** Opening DATA TO USE block **

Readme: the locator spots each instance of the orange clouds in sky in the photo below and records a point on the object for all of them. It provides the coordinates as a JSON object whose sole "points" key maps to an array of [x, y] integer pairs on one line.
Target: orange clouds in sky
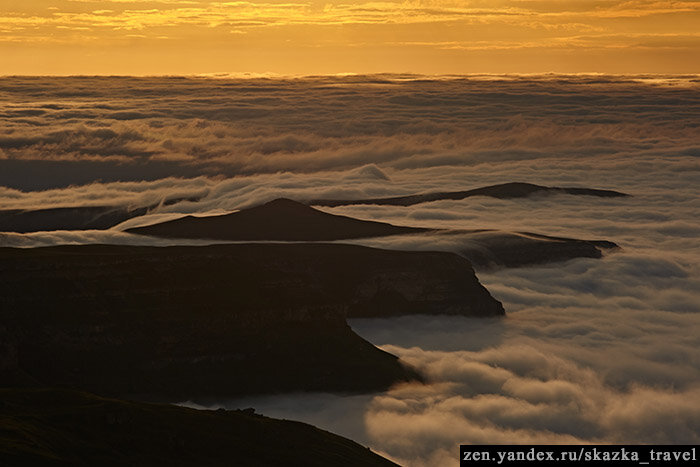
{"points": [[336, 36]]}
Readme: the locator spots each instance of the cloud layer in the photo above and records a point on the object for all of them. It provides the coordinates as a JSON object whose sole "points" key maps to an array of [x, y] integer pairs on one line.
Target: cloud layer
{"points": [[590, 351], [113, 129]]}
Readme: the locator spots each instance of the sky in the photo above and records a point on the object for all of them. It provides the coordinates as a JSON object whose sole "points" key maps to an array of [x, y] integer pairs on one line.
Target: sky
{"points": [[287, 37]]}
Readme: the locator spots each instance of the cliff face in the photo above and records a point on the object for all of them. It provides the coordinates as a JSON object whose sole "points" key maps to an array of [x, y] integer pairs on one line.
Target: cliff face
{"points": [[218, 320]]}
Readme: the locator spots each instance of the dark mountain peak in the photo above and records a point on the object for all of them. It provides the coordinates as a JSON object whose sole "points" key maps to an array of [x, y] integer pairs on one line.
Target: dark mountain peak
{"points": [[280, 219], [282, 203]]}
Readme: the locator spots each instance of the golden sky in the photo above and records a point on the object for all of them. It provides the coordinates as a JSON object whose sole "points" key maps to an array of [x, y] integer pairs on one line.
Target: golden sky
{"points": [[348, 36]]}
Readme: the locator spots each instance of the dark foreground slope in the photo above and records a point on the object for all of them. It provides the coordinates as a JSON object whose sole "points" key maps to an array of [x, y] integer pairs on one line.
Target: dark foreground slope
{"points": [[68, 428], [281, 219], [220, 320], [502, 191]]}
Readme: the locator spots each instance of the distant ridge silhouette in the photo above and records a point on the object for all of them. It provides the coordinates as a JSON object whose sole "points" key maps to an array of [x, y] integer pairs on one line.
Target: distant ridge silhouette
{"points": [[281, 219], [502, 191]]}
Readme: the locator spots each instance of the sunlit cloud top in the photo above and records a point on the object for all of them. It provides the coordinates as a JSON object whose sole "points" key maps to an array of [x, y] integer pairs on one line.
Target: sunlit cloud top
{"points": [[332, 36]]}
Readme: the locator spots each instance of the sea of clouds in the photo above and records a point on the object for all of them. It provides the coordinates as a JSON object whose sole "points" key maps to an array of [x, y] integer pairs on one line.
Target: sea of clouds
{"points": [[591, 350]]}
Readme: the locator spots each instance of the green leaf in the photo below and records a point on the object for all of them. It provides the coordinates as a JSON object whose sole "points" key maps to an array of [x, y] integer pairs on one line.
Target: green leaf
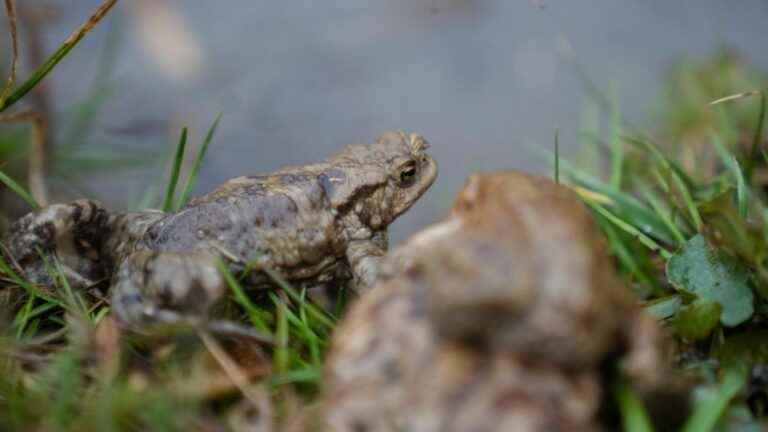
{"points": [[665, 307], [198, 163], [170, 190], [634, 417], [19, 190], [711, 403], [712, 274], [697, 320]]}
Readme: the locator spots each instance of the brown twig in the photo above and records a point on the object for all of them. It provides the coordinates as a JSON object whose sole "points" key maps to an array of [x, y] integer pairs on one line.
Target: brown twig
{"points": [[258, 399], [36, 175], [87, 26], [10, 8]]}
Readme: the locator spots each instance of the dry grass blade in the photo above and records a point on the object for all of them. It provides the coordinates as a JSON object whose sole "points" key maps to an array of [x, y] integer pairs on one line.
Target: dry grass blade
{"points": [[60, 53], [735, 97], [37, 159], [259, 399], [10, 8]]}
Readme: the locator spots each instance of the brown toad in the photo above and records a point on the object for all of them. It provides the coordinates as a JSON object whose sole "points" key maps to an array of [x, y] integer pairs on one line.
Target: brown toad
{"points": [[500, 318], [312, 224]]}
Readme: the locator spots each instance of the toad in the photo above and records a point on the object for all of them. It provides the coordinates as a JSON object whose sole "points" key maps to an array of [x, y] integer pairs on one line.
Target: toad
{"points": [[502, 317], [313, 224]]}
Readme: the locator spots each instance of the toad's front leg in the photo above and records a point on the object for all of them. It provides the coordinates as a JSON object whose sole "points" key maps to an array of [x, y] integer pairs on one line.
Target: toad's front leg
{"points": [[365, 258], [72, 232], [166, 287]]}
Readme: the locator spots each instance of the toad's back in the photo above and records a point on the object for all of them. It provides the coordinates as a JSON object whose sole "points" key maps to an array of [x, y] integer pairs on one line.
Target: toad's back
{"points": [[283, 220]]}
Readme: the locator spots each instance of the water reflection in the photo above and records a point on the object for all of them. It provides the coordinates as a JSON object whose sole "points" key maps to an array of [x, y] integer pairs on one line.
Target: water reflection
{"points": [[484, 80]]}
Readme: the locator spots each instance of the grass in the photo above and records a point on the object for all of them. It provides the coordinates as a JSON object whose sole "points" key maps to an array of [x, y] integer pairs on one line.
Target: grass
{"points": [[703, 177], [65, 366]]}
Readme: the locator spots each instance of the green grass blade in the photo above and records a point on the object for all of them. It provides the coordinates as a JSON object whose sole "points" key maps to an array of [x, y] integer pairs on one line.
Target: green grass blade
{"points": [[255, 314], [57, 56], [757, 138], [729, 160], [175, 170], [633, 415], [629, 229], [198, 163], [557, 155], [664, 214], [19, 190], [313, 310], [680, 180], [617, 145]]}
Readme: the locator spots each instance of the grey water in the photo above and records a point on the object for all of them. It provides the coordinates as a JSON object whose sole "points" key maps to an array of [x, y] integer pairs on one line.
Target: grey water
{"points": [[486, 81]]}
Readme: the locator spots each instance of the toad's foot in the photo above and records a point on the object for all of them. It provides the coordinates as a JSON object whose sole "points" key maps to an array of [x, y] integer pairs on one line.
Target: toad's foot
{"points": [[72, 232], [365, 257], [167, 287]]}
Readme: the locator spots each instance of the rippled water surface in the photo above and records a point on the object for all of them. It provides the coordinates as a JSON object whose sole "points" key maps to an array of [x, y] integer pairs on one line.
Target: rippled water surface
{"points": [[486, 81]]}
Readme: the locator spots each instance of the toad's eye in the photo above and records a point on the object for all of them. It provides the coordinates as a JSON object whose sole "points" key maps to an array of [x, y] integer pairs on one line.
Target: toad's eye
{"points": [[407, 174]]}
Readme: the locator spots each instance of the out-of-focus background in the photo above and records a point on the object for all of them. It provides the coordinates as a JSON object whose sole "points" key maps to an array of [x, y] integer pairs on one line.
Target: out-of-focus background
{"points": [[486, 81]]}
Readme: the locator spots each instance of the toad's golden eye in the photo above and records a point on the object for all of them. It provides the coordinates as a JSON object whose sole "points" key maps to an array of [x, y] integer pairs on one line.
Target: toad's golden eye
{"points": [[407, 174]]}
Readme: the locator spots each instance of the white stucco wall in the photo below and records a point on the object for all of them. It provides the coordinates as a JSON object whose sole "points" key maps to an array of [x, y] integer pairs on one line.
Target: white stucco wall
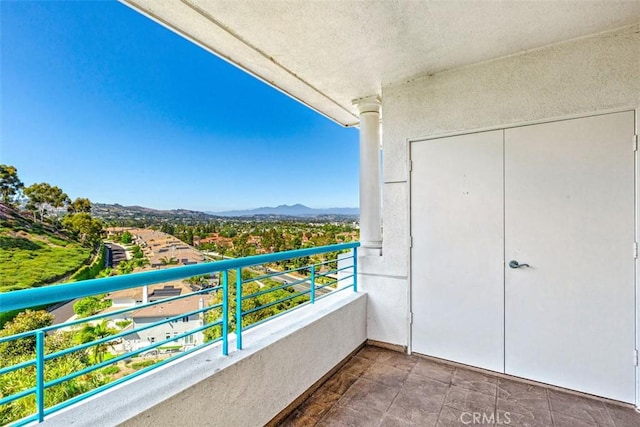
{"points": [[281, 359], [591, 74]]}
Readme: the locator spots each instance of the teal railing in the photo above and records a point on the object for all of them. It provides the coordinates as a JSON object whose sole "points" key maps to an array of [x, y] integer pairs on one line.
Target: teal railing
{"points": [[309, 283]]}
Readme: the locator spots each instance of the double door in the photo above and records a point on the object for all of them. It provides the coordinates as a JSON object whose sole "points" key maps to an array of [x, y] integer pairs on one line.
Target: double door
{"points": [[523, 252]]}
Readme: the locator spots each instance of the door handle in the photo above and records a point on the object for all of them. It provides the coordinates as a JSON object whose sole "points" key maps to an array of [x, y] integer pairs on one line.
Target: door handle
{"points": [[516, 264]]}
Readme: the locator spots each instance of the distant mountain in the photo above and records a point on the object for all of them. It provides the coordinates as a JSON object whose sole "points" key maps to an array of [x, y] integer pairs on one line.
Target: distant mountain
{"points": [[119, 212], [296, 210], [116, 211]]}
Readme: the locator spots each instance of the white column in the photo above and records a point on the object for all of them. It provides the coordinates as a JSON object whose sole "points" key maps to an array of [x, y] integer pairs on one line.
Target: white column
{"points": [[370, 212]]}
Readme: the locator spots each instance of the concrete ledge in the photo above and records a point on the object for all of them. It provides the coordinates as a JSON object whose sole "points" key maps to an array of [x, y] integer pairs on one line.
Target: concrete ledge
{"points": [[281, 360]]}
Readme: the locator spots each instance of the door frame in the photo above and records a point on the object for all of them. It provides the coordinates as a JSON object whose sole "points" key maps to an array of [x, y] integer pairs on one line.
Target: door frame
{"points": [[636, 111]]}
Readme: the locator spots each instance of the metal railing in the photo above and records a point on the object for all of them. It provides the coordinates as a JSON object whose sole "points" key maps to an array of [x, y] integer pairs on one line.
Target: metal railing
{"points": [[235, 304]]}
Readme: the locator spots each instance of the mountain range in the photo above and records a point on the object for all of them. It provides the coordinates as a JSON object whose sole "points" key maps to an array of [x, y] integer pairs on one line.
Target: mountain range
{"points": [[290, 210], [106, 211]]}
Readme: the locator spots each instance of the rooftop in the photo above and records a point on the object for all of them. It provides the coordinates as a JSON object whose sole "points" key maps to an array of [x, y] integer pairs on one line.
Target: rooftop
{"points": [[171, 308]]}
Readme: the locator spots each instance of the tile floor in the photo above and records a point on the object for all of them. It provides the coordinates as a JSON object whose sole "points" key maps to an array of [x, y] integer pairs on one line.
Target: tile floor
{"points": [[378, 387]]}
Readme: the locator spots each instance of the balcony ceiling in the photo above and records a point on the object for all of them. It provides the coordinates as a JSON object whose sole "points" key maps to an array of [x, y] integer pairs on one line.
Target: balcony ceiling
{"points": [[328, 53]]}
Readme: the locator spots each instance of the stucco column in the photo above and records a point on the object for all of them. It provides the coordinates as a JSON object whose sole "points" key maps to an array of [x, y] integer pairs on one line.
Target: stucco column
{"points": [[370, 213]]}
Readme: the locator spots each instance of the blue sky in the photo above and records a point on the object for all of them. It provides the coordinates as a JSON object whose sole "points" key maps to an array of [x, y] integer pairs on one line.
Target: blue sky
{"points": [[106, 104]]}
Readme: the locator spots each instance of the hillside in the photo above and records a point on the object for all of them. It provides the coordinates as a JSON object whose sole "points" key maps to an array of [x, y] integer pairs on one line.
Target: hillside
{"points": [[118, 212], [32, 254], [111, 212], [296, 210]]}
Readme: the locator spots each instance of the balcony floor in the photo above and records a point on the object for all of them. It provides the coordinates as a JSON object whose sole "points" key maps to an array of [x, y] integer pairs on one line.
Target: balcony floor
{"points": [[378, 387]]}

** Closing DATA TO USE block **

§ **HOW TO COMPLETE THIS TASK**
Out of the data above, transcribe exactly and only the lines starting with the line that has "Readme: the locator spots each instance of the mountain" and going on through the line that has "Readme: the locator spots each instance of the rooftop", both included.

§ **WRITTEN RESPONSE**
Readme: the locator spots each instance of the mountain range in the photo above and records a point on the object for all of them. It provides the coordinates as a JSON object whose sole "points" key maps to an array of [x, y] integer pairs on one line.
Target: mountain range
{"points": [[290, 210], [106, 211]]}
Readme: the locator spots each instance of the rooftop in the photo above and records a point on the object for all of them. It provides the coordinates as a JSON object whose sole "points" key maps to an array of [x, y] integer pairs on one line.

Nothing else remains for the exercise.